(WRITTEN EXERCISE)
Copy out the passage below on Poe's "Rue Morgue" and nineteenth-century anxiety in full, without changing a word.

(SOURCE DOCUMENT)

The rapid and drastic historical changes left people of the nineteenth century with fear, hopelessness and despair, a psychological state similarly evoked by the strange, sudden and ambiguous happenings in ‘Rue Morgue’. For instance, the closed home environment of Madame L’Espanaye and her daughter is suddenly and randomly intruded upon by an outside force. Similarly, for the nineteenth century reader, their old ways of lives, such as country life, were disrupted by the abovementioned changes of the eighteenth, nineteenth centuries. Therefore, Poe ‘explores what it means to be caught up in the maelstrom of modernity’ (Thompson 8). His short story is a psychological one that reflects the psyche of people at his time.

(SUPPLIED MATERIAL)
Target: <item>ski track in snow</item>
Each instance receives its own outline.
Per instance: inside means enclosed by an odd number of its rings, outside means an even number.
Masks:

(OUTPUT FOR THIS TASK)
The rapid and drastic historical changes left people of the nineteenth century with fear, hopelessness and despair, a psychological state similarly evoked by the strange, sudden and ambiguous happenings in ‘Rue Morgue’. For instance, the closed home environment of Madame L’Espanaye and her daughter is suddenly and randomly intruded upon by an outside force. Similarly, for the nineteenth century reader, their old ways of lives, such as country life, were disrupted by the abovementioned changes of the eighteenth, nineteenth centuries. Therefore, Poe ‘explores what it means to be caught up in the maelstrom of modernity’ (Thompson 8). His short story is a psychological one that reflects the psyche of people at his time.